----- Provided records

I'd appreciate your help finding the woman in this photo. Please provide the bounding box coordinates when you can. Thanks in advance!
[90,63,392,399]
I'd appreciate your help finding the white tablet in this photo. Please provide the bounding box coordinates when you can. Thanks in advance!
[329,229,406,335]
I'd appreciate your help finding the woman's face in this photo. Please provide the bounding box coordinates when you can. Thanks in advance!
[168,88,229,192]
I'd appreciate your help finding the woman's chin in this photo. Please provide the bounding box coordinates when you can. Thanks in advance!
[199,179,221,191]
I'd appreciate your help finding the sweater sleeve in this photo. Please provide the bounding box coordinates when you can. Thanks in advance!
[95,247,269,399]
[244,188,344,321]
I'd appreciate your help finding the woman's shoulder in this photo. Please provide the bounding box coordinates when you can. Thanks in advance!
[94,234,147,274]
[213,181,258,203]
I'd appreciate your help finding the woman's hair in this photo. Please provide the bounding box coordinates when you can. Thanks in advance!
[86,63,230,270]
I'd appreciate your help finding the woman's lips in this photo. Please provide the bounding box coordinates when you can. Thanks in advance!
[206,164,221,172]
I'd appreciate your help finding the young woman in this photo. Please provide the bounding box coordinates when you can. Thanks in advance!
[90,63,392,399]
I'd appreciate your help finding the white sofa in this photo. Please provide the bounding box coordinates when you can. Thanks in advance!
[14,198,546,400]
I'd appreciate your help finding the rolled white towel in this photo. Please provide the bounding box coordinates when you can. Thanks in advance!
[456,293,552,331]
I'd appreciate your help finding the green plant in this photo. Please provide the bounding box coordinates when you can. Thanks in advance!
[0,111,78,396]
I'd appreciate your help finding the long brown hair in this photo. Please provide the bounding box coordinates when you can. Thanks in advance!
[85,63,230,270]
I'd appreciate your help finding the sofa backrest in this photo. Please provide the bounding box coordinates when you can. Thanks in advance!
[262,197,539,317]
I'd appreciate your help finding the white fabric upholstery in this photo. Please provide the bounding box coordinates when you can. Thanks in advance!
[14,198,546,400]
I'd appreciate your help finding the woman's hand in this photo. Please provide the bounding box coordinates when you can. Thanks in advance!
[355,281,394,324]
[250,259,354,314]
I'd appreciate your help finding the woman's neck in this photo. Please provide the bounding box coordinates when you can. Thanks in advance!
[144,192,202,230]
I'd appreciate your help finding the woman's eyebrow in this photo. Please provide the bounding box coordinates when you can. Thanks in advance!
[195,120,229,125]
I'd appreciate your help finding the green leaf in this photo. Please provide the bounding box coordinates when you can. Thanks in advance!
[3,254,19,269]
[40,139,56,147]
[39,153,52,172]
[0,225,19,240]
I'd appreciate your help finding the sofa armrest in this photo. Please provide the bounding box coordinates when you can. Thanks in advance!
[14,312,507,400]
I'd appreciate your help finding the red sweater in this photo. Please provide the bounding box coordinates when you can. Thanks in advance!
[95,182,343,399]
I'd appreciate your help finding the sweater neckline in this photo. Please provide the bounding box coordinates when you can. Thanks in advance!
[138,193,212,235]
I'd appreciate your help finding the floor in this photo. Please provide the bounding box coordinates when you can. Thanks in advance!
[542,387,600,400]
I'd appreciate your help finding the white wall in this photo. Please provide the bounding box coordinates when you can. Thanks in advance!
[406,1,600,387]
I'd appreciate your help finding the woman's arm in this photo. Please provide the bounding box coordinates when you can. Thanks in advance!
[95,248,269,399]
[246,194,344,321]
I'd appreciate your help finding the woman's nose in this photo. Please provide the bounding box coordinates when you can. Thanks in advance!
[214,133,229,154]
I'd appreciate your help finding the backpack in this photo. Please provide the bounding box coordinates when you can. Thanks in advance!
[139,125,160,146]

----------

■ Do this
Format the whole listing above as a two-column CSV with a header row of text and answer. Give one row per text and its answer, with each field enclosed in double quotes and any line breaks inside a field replaced by spaces.

■ In response
text,answer
"I'd appreciate your help finding the woman in this photo. Please provide the bounding box coordinates when you can. Thanks in advance!","[90,63,392,399]"
"I'd appreciate your help finding the white tablet in this photo. Please provide the bounding box coordinates when you can. Thanks in advance!","[329,229,406,335]"
"I'd appreciate your help finding the woman's face in this photo. Please provide the bounding box coordinates when you can. Thanks in advance!","[168,88,229,192]"
"I'd appreciate your help finding the woman's chin in this photo. Please provide the bounding box coordinates when you can. Thanks in advance!","[199,179,221,191]"
"I'd appreciate your help finding the sweater sleeve in this photo. Please provide the bounding box coordinates when you can. Thanks in advance!","[95,247,269,399] [244,188,344,321]"
"I'd appreciate your help finding the woman's shoulder in this photo. Please provide the bounding box coordinates when you can. Thanks in advance!","[94,234,147,274] [213,181,258,203]"
"I'd appreciate your help finding the woman's hair in this photo. Please provide the bounding box coordinates when you can. Thanks in advance!","[86,63,230,270]"
"I'd appreciate your help finding the woman's lips in this photo. Please provide the bounding box coordinates when you can. Thanks in advance!","[206,164,221,172]"
"I'd appreciate your help finding the young woman in this photo. Please provide the bounding box coordinates when you can. Thanks in advance!","[90,63,392,399]"
"I'd appreciate your help finding the white sofa in this photo. Please provide the bounding box coordinates when you can. Thanks in advance!","[14,198,546,400]"
"I'd appreciate your help finding the rolled white towel in this photo. Please provide the bounding box coordinates when you can. Thanks in advance!","[456,293,552,331]"
"I'd appreciate your help finding the green plant in this photo. Please provide the bounding box coordinates when you can. Thanks in advance!","[0,111,78,396]"
"I'd appreciate your help finding the long brown hair in this photo. Please provide the bounding box coordinates when you can. Thanks in advance!","[85,63,230,270]"
"I'd appreciate your help finding the sofa backrest in this photo. Please provide the bounding box coordinates when you can. Thanks in advance!","[262,197,539,317]"
"I'd appreciate your help finding the white fabric upholstery in this photo. Please provide the bounding box coordinates when you can. Thanks in advance!","[14,198,546,400]"
"I'd appreciate your help finding the woman's hand in this photo. Please provide the bounding box coordinates when you can. Thanks in advance!","[355,281,394,324] [250,259,354,314]"
"I'd appreciate your help finding the woman's neck in this photo. Please provide the bounding box coordinates when you can. Thanks in advance!","[144,192,202,230]"
"I'd appreciate your help finding the woman's eyebrow in this photo. Please provide the bounding box coordinates when you can. Thanks in advance!","[195,120,229,125]"
"I'd appreciate your help finding the green leaf in this photo. Please provide the bounding box coordinates when you can. Thanks in advance!","[3,254,19,269] [40,139,56,147] [39,153,52,172] [0,225,19,240]"
"I'd appreciate your help finding the sofa armrest in this photo. Please provide the bounding box coordinates when you can. Thanks in advance!","[14,312,507,400]"
"I'd appreciate your help finding the red sweater in this photo. Please provide the bounding box coordinates when you can. Thanks in advance!","[95,182,343,399]"
"I'd appreciate your help finding the sweater neckline in this photo. Please provide the bounding box coordinates when you can. Thanks in advance!","[138,193,212,235]"
"I'd appreciate your help finding the floor in this photo. Please provide the bounding box coordinates when you can. Thanks in advance!","[542,387,600,400]"
"I'd appreciate your help finding the white wall in this photo. Please provide the bounding box coordinates when you can. Thanks in advance!","[406,1,600,387]"
"I'd appreciate your help finding the woman's arm in this photo. Please provide the bounding box coordinates when you can. Thanks in advance!","[95,248,269,399] [246,194,344,321]"
"I'd appreciate your help finding the woman's nose in this photo. Please provide the bounding box coordinates when you can. Thanks in advance!","[214,133,229,154]"
"I'd appreciate your help finding the backpack in this photo. Please provide the bounding box coordinates when you can. Thanks in advance!","[139,125,160,146]"